Coordinate annotation records
====
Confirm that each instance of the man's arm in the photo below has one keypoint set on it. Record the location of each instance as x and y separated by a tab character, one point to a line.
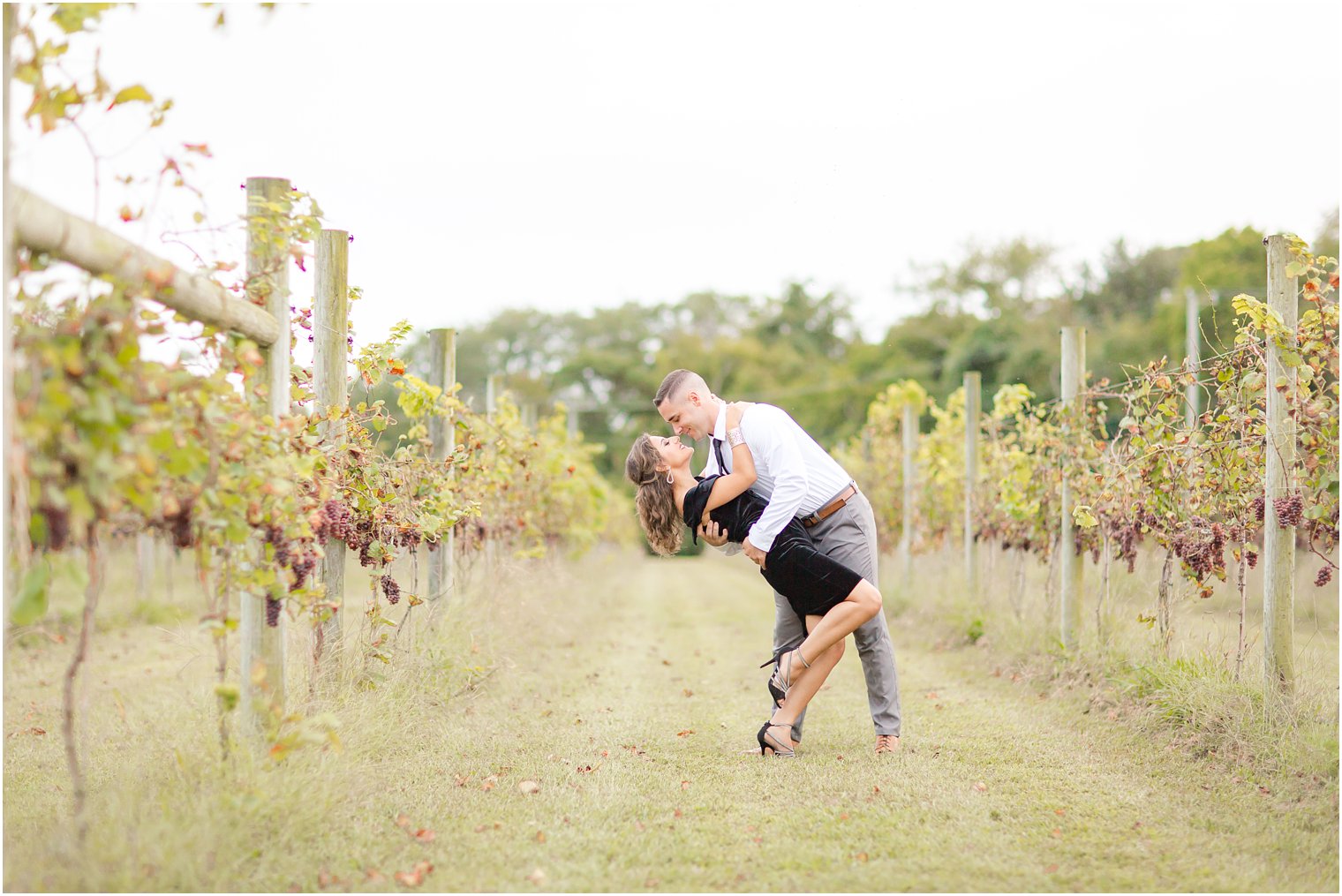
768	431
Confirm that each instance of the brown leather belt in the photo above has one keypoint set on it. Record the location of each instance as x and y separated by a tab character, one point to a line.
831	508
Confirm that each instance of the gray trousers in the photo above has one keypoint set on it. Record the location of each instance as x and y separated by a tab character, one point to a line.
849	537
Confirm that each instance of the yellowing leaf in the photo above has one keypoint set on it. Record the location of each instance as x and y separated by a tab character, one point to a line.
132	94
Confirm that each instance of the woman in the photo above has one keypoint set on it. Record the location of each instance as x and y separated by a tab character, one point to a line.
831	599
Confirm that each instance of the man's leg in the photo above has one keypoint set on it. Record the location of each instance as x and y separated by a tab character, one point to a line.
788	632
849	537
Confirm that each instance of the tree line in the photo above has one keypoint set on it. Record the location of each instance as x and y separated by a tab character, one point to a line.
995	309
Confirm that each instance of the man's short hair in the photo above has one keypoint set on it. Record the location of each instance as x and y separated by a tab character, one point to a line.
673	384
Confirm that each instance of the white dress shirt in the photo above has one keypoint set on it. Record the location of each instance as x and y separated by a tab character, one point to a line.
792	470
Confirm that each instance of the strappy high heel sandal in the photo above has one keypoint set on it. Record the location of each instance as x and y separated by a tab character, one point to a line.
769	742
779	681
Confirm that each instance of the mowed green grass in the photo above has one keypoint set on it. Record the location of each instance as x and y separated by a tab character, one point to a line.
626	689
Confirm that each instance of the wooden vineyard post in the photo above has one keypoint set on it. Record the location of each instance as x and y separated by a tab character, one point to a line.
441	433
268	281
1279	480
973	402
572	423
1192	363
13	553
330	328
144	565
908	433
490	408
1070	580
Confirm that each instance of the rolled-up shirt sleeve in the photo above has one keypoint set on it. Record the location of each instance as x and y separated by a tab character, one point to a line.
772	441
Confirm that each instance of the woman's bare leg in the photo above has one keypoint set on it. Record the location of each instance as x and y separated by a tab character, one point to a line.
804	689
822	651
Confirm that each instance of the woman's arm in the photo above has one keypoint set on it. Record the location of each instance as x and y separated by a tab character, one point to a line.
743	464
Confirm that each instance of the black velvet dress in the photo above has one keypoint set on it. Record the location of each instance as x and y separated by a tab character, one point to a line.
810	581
====
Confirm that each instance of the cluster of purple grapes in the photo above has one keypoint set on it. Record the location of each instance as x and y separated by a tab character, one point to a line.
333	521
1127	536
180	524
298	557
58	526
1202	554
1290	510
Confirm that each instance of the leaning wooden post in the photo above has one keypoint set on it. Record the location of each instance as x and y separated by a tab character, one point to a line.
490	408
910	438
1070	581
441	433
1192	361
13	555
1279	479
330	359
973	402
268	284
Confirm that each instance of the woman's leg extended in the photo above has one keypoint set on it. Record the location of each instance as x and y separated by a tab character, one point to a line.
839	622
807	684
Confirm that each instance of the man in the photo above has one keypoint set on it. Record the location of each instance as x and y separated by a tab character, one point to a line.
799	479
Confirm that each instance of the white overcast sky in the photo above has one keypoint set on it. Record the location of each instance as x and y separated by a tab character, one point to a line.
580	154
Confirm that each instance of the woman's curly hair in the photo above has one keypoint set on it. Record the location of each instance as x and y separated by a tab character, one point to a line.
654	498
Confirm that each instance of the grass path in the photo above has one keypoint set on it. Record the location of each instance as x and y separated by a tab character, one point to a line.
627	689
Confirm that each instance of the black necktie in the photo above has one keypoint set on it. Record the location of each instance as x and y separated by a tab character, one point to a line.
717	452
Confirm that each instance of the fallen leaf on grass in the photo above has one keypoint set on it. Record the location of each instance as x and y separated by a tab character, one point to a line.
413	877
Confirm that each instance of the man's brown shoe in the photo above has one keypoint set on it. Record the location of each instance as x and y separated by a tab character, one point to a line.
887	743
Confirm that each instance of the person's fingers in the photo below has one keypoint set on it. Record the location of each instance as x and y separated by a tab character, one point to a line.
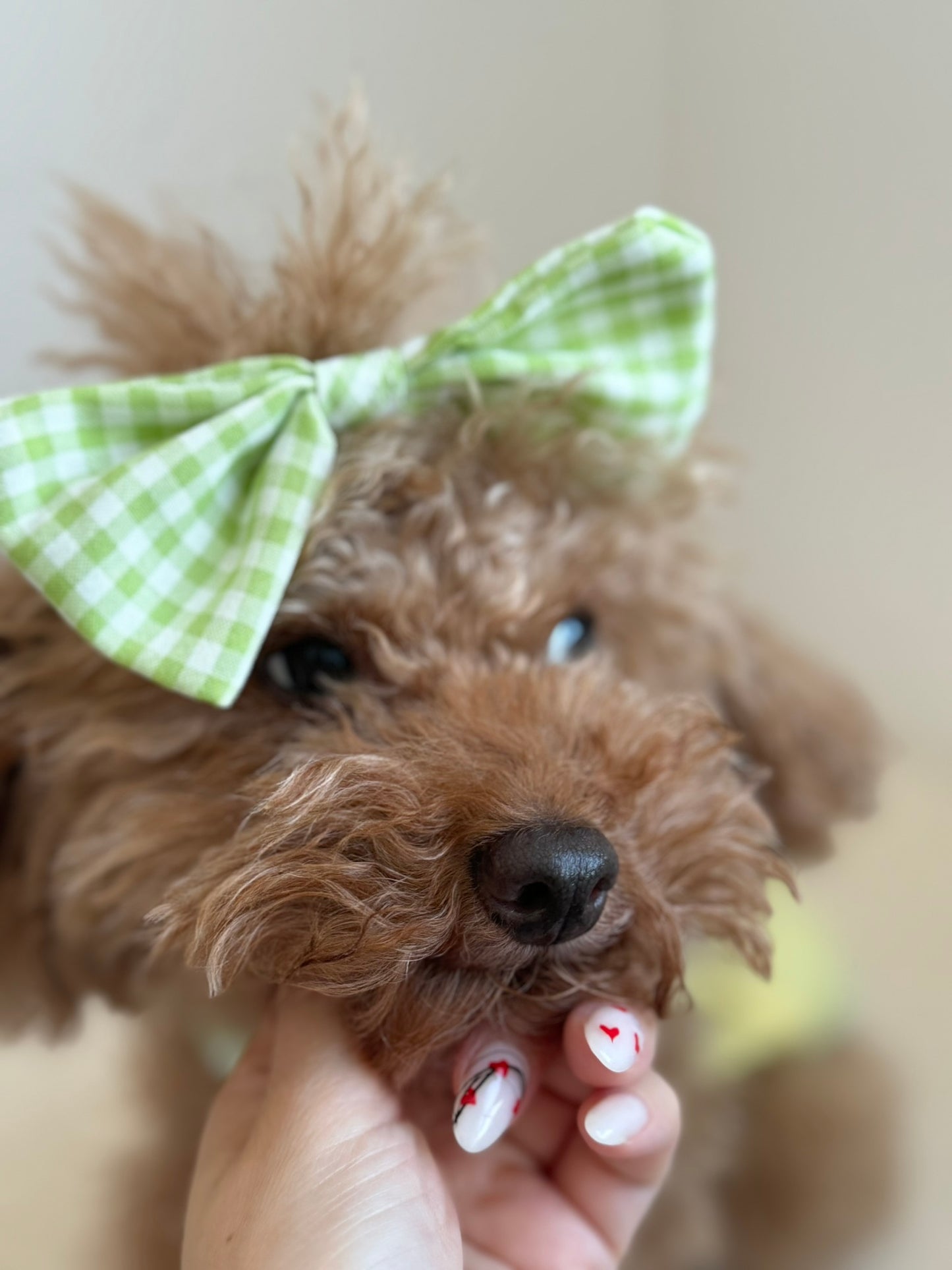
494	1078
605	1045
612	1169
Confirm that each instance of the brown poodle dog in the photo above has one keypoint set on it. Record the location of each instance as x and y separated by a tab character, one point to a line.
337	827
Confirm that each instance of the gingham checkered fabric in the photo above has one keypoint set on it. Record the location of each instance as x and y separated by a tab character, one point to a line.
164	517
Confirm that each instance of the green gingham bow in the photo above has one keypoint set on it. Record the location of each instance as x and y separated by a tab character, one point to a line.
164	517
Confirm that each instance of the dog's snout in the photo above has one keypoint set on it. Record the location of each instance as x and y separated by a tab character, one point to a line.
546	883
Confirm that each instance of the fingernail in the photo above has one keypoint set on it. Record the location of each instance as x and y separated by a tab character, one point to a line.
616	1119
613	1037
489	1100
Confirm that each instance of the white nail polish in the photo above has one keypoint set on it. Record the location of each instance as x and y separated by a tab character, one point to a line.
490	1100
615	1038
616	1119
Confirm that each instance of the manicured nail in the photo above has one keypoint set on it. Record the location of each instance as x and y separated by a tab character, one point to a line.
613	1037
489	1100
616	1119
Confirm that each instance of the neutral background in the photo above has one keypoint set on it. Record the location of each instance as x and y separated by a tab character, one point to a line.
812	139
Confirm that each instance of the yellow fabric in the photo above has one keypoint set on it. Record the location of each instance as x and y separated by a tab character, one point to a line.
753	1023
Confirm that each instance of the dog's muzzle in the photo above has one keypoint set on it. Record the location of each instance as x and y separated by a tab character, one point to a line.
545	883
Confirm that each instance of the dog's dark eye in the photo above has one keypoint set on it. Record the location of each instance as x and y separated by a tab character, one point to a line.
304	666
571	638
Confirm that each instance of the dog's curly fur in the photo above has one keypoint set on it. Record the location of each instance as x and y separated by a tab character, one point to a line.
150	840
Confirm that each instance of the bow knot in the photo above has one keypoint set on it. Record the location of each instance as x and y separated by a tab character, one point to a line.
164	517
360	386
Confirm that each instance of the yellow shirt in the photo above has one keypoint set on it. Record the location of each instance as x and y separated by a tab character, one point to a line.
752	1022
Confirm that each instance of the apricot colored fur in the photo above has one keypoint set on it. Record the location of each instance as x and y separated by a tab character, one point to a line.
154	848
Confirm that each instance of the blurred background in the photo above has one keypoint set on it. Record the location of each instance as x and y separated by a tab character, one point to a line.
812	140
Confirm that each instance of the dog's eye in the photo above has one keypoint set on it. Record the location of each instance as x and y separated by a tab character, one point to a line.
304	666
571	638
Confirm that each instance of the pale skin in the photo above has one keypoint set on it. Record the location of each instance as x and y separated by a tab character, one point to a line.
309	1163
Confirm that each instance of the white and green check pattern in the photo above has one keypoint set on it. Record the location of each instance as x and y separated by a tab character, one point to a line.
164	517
====
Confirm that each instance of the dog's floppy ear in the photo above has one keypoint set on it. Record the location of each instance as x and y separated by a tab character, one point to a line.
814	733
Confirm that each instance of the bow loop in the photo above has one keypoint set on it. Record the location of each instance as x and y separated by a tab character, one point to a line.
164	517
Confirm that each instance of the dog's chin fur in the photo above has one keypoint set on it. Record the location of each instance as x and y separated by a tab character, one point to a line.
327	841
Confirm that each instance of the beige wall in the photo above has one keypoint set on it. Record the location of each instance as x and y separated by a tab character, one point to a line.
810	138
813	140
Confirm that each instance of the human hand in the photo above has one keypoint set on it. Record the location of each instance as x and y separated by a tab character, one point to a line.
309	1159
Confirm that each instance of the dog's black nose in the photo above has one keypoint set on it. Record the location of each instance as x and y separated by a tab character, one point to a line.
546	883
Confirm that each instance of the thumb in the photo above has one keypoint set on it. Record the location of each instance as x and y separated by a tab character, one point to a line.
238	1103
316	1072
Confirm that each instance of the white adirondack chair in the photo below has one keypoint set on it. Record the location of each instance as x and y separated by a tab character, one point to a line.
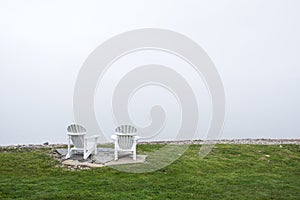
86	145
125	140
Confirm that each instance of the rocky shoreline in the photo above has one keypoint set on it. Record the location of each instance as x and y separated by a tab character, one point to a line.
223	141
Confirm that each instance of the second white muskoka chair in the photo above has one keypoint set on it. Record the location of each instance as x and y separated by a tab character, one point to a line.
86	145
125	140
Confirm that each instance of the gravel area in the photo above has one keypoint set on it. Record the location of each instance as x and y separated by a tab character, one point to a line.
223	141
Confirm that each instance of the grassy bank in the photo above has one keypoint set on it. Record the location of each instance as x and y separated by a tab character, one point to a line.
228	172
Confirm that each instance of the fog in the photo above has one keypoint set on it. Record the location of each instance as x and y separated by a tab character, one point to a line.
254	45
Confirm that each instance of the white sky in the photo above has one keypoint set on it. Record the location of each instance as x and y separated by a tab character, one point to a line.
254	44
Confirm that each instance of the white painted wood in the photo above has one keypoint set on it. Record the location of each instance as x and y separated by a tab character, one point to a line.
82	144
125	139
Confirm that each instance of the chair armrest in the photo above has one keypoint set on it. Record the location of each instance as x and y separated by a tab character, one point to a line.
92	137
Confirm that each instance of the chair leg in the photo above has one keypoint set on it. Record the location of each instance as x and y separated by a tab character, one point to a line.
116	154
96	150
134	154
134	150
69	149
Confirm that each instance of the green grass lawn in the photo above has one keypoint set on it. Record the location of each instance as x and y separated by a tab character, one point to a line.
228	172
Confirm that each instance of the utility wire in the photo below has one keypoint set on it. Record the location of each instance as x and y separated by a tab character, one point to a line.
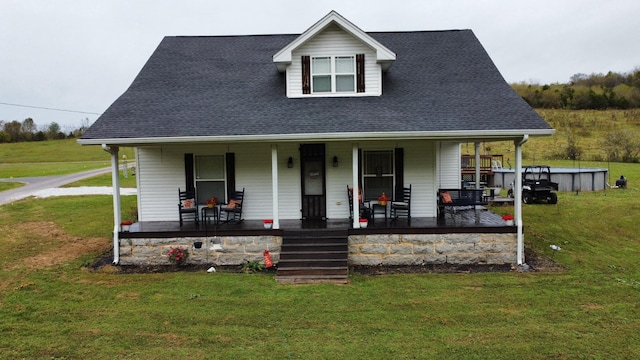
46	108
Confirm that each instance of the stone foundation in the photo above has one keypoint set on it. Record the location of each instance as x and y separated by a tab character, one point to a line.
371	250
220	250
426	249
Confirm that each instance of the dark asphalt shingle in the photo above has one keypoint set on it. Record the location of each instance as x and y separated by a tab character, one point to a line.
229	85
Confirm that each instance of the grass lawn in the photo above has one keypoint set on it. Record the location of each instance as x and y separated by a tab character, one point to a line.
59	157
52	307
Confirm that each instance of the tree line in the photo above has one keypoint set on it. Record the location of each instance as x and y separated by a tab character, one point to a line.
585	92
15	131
====
> **Job**: Find every line in the material above that contains the string "fabric", and copy each such line in full.

> **Answer**:
Confirm that each instance of the gingham checkered fabric in the photo above has one keypoint set on it. Record the location of each instance as x and y separated by a tab character, one point to a line.
Confirm that each instance of the yellow fabric in the photo above has one keypoint set on it. Record the location of each instance as x and y separated by a tab character, one point to a line.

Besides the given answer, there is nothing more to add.